(What the task requires) Pick out every line of the records that contains the string "target", matching case exactly, and copy each of those lines.

Collection entries:
########

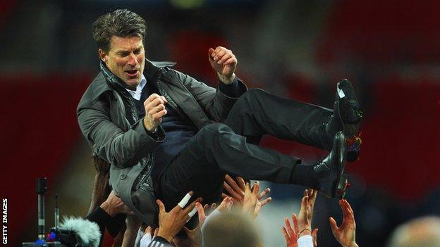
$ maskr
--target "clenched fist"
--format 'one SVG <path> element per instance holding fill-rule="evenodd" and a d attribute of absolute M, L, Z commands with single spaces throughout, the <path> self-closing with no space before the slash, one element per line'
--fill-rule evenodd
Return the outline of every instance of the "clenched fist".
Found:
<path fill-rule="evenodd" d="M 162 117 L 166 114 L 165 105 L 168 103 L 165 97 L 152 94 L 144 101 L 145 117 L 144 126 L 149 132 L 154 132 L 159 124 L 162 121 Z"/>
<path fill-rule="evenodd" d="M 225 84 L 231 84 L 236 77 L 237 58 L 232 51 L 222 46 L 208 50 L 211 67 L 217 72 L 219 79 Z"/>

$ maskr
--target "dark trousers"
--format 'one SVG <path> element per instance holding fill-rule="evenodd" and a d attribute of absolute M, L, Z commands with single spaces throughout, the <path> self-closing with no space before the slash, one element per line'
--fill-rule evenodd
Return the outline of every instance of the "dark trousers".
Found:
<path fill-rule="evenodd" d="M 281 184 L 308 184 L 295 177 L 301 160 L 258 146 L 270 134 L 324 150 L 340 129 L 332 110 L 250 89 L 234 104 L 224 123 L 205 126 L 165 168 L 156 185 L 167 210 L 189 191 L 204 203 L 221 199 L 225 174 Z M 312 179 L 312 178 L 310 178 Z"/>

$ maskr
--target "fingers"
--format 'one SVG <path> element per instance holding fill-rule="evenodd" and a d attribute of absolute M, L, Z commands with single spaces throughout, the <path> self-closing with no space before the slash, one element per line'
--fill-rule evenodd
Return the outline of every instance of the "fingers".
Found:
<path fill-rule="evenodd" d="M 336 224 L 336 221 L 331 217 L 329 218 L 329 222 L 330 222 L 330 227 L 331 227 L 331 231 L 335 232 L 338 229 L 338 225 Z"/>
<path fill-rule="evenodd" d="M 347 200 L 343 199 L 343 202 L 345 204 L 345 207 L 347 210 L 347 211 L 352 215 L 352 216 L 355 216 L 355 212 L 353 210 L 353 209 L 351 208 L 351 205 L 350 205 L 350 203 L 348 203 L 348 202 L 347 201 Z"/>
<path fill-rule="evenodd" d="M 287 228 L 287 233 L 291 236 L 296 236 L 295 232 L 293 232 L 293 229 L 292 229 L 292 226 L 291 225 L 291 221 L 289 220 L 289 219 L 288 218 L 286 218 L 286 220 L 284 220 L 284 222 L 285 222 L 286 227 Z"/>
<path fill-rule="evenodd" d="M 240 187 L 240 191 L 244 191 L 246 189 L 245 179 L 243 179 L 241 177 L 236 177 L 236 178 L 237 179 L 237 182 L 238 183 L 238 186 Z"/>
<path fill-rule="evenodd" d="M 284 235 L 284 239 L 286 239 L 286 242 L 288 243 L 291 240 L 291 236 L 289 236 L 288 233 L 287 233 L 287 230 L 286 229 L 286 227 L 284 227 L 284 226 L 281 227 L 281 231 L 283 231 L 283 235 Z"/>
<path fill-rule="evenodd" d="M 272 201 L 272 198 L 271 197 L 268 197 L 266 199 L 261 201 L 259 203 L 261 203 L 262 207 L 264 206 L 264 205 L 270 203 L 271 201 Z"/>
<path fill-rule="evenodd" d="M 236 63 L 237 59 L 232 51 L 222 46 L 218 46 L 215 50 L 209 49 L 208 53 L 209 54 L 209 60 L 216 61 L 217 64 L 226 65 L 225 62 L 228 62 L 228 60 L 231 60 L 231 61 L 229 61 L 229 64 L 233 63 L 234 61 Z"/>
<path fill-rule="evenodd" d="M 298 223 L 298 217 L 295 214 L 292 215 L 292 221 L 293 222 L 293 228 L 295 229 L 295 232 L 297 234 L 300 233 L 300 227 Z"/>
<path fill-rule="evenodd" d="M 160 201 L 159 199 L 156 200 L 156 203 L 157 203 L 157 205 L 159 206 L 159 214 L 162 214 L 165 213 L 165 205 L 164 205 L 164 203 L 162 203 L 161 201 Z"/>
<path fill-rule="evenodd" d="M 237 177 L 237 180 L 238 180 L 238 177 Z M 241 179 L 241 177 L 240 177 Z M 237 193 L 240 193 L 242 189 L 241 188 L 238 186 L 238 184 L 237 184 L 237 183 L 236 182 L 236 180 L 234 180 L 232 177 L 231 177 L 231 176 L 226 175 L 225 175 L 225 182 L 231 186 L 231 188 L 232 188 Z"/>
<path fill-rule="evenodd" d="M 342 210 L 342 218 L 345 219 L 346 217 L 347 216 L 347 210 L 346 209 L 346 207 L 343 205 L 343 200 L 339 200 L 338 201 L 339 203 L 339 206 L 341 207 L 341 209 Z"/>
<path fill-rule="evenodd" d="M 252 189 L 252 194 L 257 198 L 258 192 L 259 192 L 259 182 L 255 181 Z"/>
<path fill-rule="evenodd" d="M 312 189 L 307 189 L 307 196 L 309 196 L 309 201 L 314 203 L 317 196 L 318 195 L 318 191 Z"/>
<path fill-rule="evenodd" d="M 307 210 L 307 204 L 308 201 L 309 201 L 308 196 L 304 196 L 302 197 L 302 200 L 301 200 L 301 208 L 300 209 L 300 211 L 301 211 L 302 210 Z"/>
<path fill-rule="evenodd" d="M 185 215 L 189 215 L 190 213 L 192 213 L 192 215 L 194 215 L 194 214 L 195 214 L 195 212 L 197 212 L 197 211 L 194 211 L 194 213 L 192 213 L 192 211 L 194 209 L 194 208 L 195 208 L 195 203 L 197 203 L 197 202 L 200 203 L 200 201 L 202 201 L 202 198 L 199 197 L 195 201 L 191 203 L 191 204 L 190 204 L 186 208 L 185 208 L 185 209 L 183 209 L 183 210 L 182 211 L 183 213 L 184 213 Z"/>
<path fill-rule="evenodd" d="M 198 202 L 195 203 L 195 207 L 197 208 L 197 213 L 199 214 L 199 220 L 200 221 L 200 223 L 202 223 L 202 218 L 204 220 L 204 217 L 206 217 L 206 215 L 204 213 L 204 208 L 202 206 L 202 204 Z"/>
<path fill-rule="evenodd" d="M 313 247 L 317 247 L 318 246 L 318 229 L 315 228 L 312 231 L 312 238 L 313 239 Z"/>
<path fill-rule="evenodd" d="M 301 207 L 300 208 L 299 217 L 302 220 L 307 218 L 307 202 L 309 200 L 308 196 L 305 196 L 301 200 Z"/>
<path fill-rule="evenodd" d="M 231 178 L 231 179 L 232 179 L 232 178 Z M 233 179 L 232 179 L 233 180 Z M 237 192 L 237 191 L 236 191 L 233 187 L 231 187 L 230 186 L 230 182 L 223 182 L 223 187 L 226 190 L 226 191 L 228 191 L 228 193 L 229 193 L 229 195 L 231 195 L 231 196 L 233 197 L 234 198 L 236 198 L 236 200 L 238 200 L 238 201 L 242 201 L 243 200 L 243 194 L 239 194 L 238 192 Z M 235 183 L 235 182 L 234 182 Z M 236 185 L 237 184 L 236 184 Z M 238 186 L 237 186 L 238 187 Z M 240 191 L 240 190 L 238 191 Z"/>
<path fill-rule="evenodd" d="M 226 197 L 223 199 L 223 201 L 221 201 L 221 203 L 220 203 L 220 205 L 219 205 L 219 208 L 217 208 L 217 210 L 220 212 L 223 212 L 225 210 L 230 211 L 231 208 L 232 207 L 232 204 L 233 204 L 232 197 Z"/>
<path fill-rule="evenodd" d="M 209 62 L 214 63 L 214 57 L 212 56 L 212 53 L 214 52 L 214 49 L 212 48 L 209 48 L 208 49 L 208 58 L 209 59 Z"/>
<path fill-rule="evenodd" d="M 270 193 L 270 188 L 266 188 L 264 189 L 264 191 L 262 191 L 260 194 L 258 194 L 258 196 L 257 196 L 257 198 L 258 198 L 258 200 L 262 198 L 263 197 L 264 197 L 264 196 L 267 195 L 268 194 Z"/>
<path fill-rule="evenodd" d="M 148 226 L 148 227 L 145 229 L 145 232 L 144 232 L 144 234 L 149 234 L 149 236 L 152 236 L 152 233 L 153 233 L 153 228 L 150 226 Z"/>

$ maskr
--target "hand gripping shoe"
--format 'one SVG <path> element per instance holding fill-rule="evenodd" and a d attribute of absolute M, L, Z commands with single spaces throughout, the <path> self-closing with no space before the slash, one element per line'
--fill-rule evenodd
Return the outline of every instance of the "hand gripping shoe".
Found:
<path fill-rule="evenodd" d="M 313 167 L 318 191 L 327 197 L 343 198 L 346 194 L 348 182 L 347 175 L 343 173 L 347 155 L 345 142 L 344 134 L 337 132 L 330 153 Z"/>
<path fill-rule="evenodd" d="M 359 157 L 362 144 L 358 131 L 362 113 L 355 89 L 347 79 L 338 82 L 336 99 L 334 115 L 339 118 L 342 124 L 342 131 L 346 139 L 347 161 L 353 162 Z"/>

########

(Task answer)
--target "clenched fist"
--target "dark trousers"
--target "fingers"
--target "hand gripping shoe"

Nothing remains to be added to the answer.